§ **Text segment**
-----

Bulls vs. Blazers and the NBA Playoffs, later released in Japan as NBA Pro Basketball: Bulls vs Blazers and the NBA Playoffs, is a 1993 basketball video game produced by Don Traeger and developed by Electronic Arts and released for the Super Nintendo Entertainment System. A later Mega Drive version was released under the title Bulls versus Blazers and the NBA Playoffs, later released in Japan as NBA Playoffs: Bulls vs Blazers.

The game is the sequel to Bulls vs Lakers and the NBA Playoffs. Like its predecessor, the game's title refers to the previous season's NBA championship series, the 1992 NBA Finals match-up between the Chicago Bulls and Portland Trail Blazers.

This game was inspired by the rivalry of two of the best in the league with Clyde Drexler and Michael Jordan as the bulls look to three-peat.

It is the first EA basketball game to feature in-game advertisements featuring the company's "EA Sports" logo.

Gameplay 
The game can be played in various ways: players can play against each other, or against the computer. Games against the computer were divided into two modes, "Exhibition" or "Playoffs". Players can pick from one of the 16 teams that had competed in the 1992 NBA Playoffs. Games can be configured for 2, 5, 8 or 12 minute quarters.

The game was the first NBA game to feature the entire rosters of each NBA Franchise at the time, including the recent expansion teams of Minnesota, Orlando, Miami, and Charlotte, as well as the full rosters of both All Star teams from the 1992 NBA All-Star Game.

-----

§ **Given records**
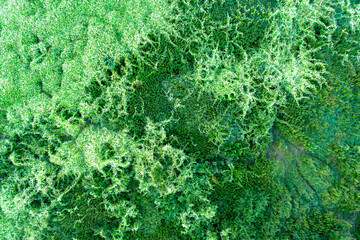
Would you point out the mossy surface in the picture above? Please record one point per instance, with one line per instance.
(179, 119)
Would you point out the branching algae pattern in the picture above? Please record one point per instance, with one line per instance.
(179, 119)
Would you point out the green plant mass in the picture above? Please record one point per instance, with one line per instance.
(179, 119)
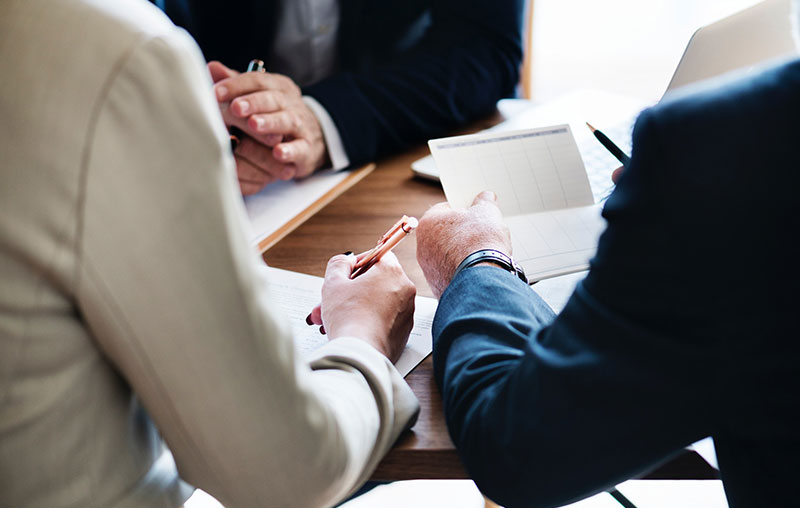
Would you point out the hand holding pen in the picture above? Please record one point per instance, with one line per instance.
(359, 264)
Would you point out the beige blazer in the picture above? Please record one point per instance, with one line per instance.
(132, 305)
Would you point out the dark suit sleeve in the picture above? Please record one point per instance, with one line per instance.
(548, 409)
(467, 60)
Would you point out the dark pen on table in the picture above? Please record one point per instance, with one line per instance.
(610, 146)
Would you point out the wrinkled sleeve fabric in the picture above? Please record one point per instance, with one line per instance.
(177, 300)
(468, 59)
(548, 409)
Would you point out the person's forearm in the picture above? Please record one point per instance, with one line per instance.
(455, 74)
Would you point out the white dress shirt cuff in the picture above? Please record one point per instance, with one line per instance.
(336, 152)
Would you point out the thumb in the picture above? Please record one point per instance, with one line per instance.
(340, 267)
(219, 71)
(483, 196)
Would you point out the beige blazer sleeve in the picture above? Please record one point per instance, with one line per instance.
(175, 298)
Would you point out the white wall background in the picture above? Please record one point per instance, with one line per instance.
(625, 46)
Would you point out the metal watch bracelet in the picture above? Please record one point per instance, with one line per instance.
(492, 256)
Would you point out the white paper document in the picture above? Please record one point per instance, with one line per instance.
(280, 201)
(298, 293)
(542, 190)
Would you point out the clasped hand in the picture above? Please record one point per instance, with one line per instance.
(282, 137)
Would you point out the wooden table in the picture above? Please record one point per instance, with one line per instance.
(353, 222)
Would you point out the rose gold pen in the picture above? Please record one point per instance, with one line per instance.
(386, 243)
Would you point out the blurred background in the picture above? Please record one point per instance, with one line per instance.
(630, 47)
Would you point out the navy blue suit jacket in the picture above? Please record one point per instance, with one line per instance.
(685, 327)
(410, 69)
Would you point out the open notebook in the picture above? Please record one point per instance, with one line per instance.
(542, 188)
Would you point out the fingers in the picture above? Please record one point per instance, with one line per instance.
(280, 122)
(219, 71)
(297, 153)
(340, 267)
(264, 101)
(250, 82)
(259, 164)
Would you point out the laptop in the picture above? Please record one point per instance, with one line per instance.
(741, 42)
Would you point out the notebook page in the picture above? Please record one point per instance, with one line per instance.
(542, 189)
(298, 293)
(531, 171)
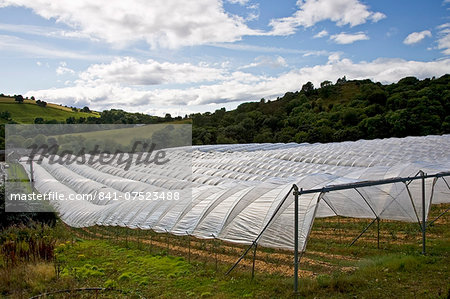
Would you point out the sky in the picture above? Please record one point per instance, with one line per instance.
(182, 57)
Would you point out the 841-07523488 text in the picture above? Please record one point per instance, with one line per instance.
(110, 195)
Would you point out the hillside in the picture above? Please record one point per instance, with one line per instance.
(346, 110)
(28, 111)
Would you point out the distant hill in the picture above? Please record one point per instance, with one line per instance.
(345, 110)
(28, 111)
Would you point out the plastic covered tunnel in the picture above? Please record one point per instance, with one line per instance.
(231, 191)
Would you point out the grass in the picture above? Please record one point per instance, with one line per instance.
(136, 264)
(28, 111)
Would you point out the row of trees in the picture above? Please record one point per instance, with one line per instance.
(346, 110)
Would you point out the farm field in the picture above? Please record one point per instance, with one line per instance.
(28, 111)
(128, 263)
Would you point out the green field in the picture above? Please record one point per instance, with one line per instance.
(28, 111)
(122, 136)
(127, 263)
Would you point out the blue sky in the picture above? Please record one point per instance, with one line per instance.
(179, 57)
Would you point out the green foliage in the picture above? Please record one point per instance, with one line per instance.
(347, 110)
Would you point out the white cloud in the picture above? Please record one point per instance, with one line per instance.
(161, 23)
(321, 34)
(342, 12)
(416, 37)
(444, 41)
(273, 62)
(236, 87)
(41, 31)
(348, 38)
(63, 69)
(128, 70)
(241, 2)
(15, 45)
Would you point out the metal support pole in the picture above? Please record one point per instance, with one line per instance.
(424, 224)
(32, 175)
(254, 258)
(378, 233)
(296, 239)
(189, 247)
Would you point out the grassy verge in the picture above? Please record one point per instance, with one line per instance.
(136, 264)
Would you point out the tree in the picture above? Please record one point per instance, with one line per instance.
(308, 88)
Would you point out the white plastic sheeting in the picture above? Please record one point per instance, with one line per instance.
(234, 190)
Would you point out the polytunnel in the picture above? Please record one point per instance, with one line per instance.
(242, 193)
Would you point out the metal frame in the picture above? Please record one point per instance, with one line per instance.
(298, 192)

-----

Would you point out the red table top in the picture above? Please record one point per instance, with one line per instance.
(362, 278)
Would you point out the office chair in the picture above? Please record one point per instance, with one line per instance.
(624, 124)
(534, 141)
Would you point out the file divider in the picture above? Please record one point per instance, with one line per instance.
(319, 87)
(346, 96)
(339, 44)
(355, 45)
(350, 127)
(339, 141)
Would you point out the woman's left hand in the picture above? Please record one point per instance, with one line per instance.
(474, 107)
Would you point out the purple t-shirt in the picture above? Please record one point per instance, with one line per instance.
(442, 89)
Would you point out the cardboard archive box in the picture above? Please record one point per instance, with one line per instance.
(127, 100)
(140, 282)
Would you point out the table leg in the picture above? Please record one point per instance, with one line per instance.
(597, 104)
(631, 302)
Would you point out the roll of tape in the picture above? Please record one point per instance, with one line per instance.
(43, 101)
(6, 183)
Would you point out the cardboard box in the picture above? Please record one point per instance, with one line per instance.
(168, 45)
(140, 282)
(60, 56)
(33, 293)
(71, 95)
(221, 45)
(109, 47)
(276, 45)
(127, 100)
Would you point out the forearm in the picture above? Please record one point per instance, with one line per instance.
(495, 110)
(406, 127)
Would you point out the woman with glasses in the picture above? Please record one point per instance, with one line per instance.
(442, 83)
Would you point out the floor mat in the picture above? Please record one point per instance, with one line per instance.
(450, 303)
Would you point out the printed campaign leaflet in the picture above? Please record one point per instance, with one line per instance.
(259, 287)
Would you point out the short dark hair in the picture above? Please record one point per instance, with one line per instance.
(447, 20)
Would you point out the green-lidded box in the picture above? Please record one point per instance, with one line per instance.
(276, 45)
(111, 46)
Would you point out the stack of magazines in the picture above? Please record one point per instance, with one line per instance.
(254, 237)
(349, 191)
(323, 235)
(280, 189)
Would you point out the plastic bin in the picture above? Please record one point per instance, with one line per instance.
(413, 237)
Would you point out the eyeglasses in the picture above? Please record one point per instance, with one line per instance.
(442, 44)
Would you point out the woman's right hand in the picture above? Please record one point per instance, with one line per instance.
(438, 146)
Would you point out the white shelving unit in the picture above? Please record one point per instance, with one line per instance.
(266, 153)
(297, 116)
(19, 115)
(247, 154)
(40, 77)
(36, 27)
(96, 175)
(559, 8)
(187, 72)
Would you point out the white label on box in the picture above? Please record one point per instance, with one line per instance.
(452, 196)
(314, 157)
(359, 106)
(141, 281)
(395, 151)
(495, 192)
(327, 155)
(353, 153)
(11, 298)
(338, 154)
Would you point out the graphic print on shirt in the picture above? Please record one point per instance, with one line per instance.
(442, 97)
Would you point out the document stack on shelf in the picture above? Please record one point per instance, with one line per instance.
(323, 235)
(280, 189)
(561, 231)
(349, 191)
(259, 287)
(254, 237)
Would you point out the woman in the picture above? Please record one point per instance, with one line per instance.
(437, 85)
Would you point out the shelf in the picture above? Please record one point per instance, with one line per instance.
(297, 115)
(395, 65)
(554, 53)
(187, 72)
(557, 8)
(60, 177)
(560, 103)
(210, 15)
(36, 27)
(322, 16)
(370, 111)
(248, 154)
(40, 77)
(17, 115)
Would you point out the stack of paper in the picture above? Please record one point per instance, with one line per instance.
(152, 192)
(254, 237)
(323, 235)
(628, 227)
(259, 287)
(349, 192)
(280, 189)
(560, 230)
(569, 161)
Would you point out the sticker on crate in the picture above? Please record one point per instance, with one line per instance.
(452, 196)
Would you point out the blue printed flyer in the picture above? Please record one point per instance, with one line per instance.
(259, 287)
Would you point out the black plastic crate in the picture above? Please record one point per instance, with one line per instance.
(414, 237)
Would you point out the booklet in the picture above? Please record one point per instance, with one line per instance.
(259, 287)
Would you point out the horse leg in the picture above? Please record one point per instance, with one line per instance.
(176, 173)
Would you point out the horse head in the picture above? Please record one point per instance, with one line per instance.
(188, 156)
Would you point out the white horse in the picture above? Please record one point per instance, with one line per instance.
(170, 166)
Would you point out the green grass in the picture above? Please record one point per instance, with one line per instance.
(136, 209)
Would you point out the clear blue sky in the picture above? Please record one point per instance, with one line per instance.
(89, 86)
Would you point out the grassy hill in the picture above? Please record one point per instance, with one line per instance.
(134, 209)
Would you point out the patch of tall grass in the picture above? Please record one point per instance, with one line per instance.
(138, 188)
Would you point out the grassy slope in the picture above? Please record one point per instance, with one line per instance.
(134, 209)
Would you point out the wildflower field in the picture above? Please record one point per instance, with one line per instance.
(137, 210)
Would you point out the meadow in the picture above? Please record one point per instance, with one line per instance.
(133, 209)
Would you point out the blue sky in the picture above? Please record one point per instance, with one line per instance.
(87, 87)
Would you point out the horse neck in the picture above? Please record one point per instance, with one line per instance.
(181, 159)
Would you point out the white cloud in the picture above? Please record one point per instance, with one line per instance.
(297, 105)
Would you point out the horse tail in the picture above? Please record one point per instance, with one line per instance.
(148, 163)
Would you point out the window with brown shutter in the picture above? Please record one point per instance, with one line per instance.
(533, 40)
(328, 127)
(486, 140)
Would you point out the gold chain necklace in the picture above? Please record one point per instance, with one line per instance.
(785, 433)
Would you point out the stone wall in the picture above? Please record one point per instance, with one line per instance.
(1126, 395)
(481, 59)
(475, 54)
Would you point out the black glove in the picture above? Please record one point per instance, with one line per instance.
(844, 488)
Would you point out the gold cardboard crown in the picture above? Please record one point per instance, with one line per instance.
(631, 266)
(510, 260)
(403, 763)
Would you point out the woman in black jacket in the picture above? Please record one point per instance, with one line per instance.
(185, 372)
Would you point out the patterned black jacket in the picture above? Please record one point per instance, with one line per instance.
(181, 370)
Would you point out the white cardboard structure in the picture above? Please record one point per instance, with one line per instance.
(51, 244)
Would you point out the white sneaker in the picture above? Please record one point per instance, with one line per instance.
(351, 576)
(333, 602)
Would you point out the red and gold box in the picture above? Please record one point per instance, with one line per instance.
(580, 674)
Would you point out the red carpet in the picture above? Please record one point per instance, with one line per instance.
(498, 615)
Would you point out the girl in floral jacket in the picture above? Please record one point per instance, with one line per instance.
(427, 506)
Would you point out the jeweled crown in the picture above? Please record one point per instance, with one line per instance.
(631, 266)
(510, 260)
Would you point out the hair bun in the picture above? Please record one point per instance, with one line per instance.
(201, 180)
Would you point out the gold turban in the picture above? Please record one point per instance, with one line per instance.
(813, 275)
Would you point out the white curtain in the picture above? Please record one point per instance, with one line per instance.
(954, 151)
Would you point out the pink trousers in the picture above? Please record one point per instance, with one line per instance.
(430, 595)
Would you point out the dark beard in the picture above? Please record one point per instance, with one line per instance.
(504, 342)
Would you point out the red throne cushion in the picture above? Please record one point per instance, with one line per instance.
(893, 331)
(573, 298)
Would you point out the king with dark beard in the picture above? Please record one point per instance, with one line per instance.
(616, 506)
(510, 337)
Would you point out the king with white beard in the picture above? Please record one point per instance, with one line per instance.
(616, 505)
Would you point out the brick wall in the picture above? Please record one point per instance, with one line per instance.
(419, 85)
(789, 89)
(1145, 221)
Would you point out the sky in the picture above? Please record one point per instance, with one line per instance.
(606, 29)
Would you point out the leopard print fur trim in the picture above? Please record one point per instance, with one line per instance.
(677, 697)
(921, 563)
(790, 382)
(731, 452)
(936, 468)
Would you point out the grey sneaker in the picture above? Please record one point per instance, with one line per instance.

-----

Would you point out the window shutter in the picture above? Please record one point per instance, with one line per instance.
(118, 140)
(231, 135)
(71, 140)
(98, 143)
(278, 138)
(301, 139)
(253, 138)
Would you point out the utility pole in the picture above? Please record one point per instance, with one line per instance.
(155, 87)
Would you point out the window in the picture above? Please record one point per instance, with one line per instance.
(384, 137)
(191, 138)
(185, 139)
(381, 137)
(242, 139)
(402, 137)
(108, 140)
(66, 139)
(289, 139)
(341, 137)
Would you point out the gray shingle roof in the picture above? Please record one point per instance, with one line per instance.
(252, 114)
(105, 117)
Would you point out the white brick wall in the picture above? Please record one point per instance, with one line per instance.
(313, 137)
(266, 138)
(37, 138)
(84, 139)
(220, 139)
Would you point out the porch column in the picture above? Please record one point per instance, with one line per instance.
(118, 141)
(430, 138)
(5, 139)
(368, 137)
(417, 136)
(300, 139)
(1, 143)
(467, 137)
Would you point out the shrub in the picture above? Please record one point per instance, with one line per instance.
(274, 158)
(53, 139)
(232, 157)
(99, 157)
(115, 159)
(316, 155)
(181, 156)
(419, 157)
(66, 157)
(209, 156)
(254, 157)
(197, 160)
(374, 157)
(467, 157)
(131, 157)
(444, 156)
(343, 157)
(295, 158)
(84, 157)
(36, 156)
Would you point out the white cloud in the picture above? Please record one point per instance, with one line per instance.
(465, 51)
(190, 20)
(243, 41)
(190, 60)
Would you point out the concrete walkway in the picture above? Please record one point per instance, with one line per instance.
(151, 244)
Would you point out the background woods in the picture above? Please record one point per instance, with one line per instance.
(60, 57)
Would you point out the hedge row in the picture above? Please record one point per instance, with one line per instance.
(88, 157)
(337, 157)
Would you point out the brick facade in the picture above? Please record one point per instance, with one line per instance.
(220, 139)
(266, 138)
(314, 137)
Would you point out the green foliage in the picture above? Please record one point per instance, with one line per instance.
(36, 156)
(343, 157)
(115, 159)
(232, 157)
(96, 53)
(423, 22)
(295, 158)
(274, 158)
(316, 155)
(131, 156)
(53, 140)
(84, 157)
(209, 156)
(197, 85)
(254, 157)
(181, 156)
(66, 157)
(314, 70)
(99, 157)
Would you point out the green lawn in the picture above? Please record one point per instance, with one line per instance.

-----

§ **Job**
Please answer from the Bulls vs. Blazers text above: what quarter lengths can a game be set to?

§ **Solution below**
2, 5, 8 or 12 minutes.